Challenge »
Write down each entry again, exactly as it reads.
═════ Records shown
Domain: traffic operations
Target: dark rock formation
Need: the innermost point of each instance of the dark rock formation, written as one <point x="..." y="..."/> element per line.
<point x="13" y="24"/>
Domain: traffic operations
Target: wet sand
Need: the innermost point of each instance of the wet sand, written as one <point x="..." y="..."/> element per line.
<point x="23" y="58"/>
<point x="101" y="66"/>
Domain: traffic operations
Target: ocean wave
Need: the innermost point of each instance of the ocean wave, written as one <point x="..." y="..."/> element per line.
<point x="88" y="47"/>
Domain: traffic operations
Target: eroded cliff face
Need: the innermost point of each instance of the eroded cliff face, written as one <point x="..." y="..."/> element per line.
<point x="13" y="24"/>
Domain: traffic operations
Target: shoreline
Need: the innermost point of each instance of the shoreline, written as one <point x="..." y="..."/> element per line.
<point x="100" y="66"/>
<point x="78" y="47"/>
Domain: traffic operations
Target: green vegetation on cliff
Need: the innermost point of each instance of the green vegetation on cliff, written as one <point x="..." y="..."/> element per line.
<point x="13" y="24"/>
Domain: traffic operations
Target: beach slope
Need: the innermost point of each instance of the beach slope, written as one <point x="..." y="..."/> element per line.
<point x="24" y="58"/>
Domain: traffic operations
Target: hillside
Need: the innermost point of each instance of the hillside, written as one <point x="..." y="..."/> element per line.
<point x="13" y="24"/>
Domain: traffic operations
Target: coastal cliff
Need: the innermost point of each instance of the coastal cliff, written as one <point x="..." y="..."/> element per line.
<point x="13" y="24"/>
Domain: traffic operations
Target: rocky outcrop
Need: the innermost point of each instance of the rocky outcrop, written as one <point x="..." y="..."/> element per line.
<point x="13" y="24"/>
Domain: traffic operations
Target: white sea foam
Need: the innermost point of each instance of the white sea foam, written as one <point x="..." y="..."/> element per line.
══════════
Reply »
Domain: traffic operations
Target: dark rock formation
Need: the innermost point of each instance of the dark rock formation, written as one <point x="..." y="..."/> element per line.
<point x="13" y="24"/>
Domain: traffic operations
Target: wet sand
Need: the innermost point of each instance of the wet sand, written as one <point x="..." y="..."/> element per line.
<point x="23" y="58"/>
<point x="101" y="66"/>
Domain: traffic operations
Target: ocean wave
Need: the innermost point of each instance of the ocean wave, written as one <point x="..." y="..."/> element per line.
<point x="88" y="47"/>
Domain: traffic operations
Target: eroded cliff face
Need: the innermost point of each instance of the eroded cliff face, written as one <point x="..." y="..."/> element per line.
<point x="13" y="24"/>
Domain: traffic operations
Target: shoreline
Need: the innermost point of each instance of the shoreline, written as one <point x="..." y="..."/> element per line.
<point x="100" y="66"/>
<point x="78" y="47"/>
Domain: traffic operations
Target: green vegetation on cliff
Need: the innermost point of each instance of the green vegetation on cliff, written as one <point x="..." y="..."/> element per line.
<point x="13" y="24"/>
Domain: traffic operations
Target: beach slope
Need: the innermost point of each instance of the beach slope, written as one <point x="..." y="..."/> element per line.
<point x="24" y="58"/>
Domain: traffic operations
Target: hillside
Need: the innermost point of each instance of the hillside, written as one <point x="..." y="..."/> element per line.
<point x="13" y="24"/>
Domain: traffic operations
Target: coastal cliff
Need: the innermost point of each instance of the coastal cliff, written as one <point x="..." y="..."/> element per line.
<point x="13" y="24"/>
Domain: traffic operations
Target: rocky outcrop
Need: the innermost point of each instance of the rocky outcrop, written as one <point x="..." y="..."/> element per line.
<point x="13" y="24"/>
Domain: traffic operations
Target: white sea foam
Need: the innermost point of each instance of the white sea foam, written as one <point x="..." y="..."/> element per line.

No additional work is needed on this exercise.